#### [Exercise instructions]
Count the lines of the material that contain the string "every", matching case exactly, and give only that number.

-------- Data supplied

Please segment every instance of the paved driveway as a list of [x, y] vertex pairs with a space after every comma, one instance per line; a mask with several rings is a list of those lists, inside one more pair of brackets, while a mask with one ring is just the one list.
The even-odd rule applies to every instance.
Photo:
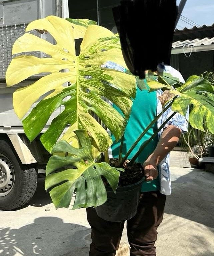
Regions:
[[[173, 193], [158, 230], [157, 256], [214, 255], [214, 174], [189, 168], [171, 171]], [[39, 179], [28, 205], [0, 211], [0, 256], [88, 255], [90, 229], [85, 209], [56, 211], [44, 183]], [[127, 240], [125, 230], [122, 240]]]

----------------

#### [Right answer]
2